*** EXCERPT PROVIDED ***

A municipality in Denmark has come under fire after reports that it spends more than $150,000 dollars a year on a bulldozer that removes seaweed and plastic from the beach only to dump it back into the sea.
According to Danish national broadcaster Danmarks Radio (DR), the bulldozer can be found driving up and down the Stillinge beach in the Slagelse municipality twice a week during the summer months. A video released by DR appears to show the bulldozer driving a few yards into the water before dumping its contents into the sea.
Environmental experts have expressed dismay at the practice, with Professor Torkel Gissel Nielsen of the Danish Technical Institute describing it to DR as “completely idiotic.”
Katherine Richardson, a professor in biological oceanography at the University of Copenhagen, agreed with Gissel Nielsen’s assessment. Not only does dumping the seaweed and plastic into the sea mean it will just quickly wash ashore again, she said, but constantly digging up the sand is also harmful for the organisms in the local ecosystem.
“This is by no means a helping hand to nature,” Richardson wrote in an email to Motherboard. “On the contrary, it is bad for the small organisms that live between the small grains of sand that are torn through or crushed by the tractor. And of course there is far more of that than seaweed being collected. This is about one thing—convenience for beach goers.”

*** End of EXCERPT PROVIDED ***
*** SUPPLIED MATERIAL ***

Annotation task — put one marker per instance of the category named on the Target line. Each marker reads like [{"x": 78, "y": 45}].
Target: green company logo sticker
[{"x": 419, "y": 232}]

*** End of SUPPLIED MATERIAL ***

> EXERCISE SET:
1. Please quote the beach bulldozer article from "Environmental experts have" to "the local ecosystem.".
2. Render this sentence from the beach bulldozer article in French: "A video released by DR appears to show the bulldozer driving a few yards into the water before dumping its contents into the sea."
3. Carry on the beach bulldozer article past its last sentence.

> OUTPUTS IN ORDER:
1.
Environmental experts have expressed dismay at the practice, with Professor Torkel Gissel Nielsen of the Danish Technical Institute describing it to DR as “completely idiotic.”
Katherine Richardson, a professor in biological oceanography at the University of Copenhagen, agreed with Gissel Nielsen’s assessment. Not only does dumping the seaweed and plastic into the sea mean it will just quickly wash ashore again, she said, but constantly digging up the sand is also harmful for the organisms in the local ecosystem.

2. Une vidéo diffusée par DR semble montrer le bulldozer avançant de quelques mètres dans l'eau avant de déverser son contenu dans la mer.

3.
Slagelse municipality did not respond to an email from Motherboard. In an interview with Danmarks Radio, however, Deputy Mayor Villum Christensen defended the method, arguing that beach goers want the beach to be “neat and clean” like holiday destinations in Southern Europe. While Christensen claimed large pieces of plastic are not dumped into the sea, he also argued that cigarette buds and other small pieces of plastic will “end up there for the most part either way.”
“We all have gone down south to the clean beaches in Mallorca and Gran Canaria,” Christensen said. “It’s from there that I have taken the inspiration that when you come to Stillinge beach, it should be neat and clean.”
This isn’t the first time that experts have questioned Danish authorities’ approach when it comes to waste disposal. In May, Danish officials had to race to dig up the mass graves of millions of potentially infectious mink culled during the pandemic after the country’s Environmental Ministry warned that the decaying carcasses could contaminate local groundwater.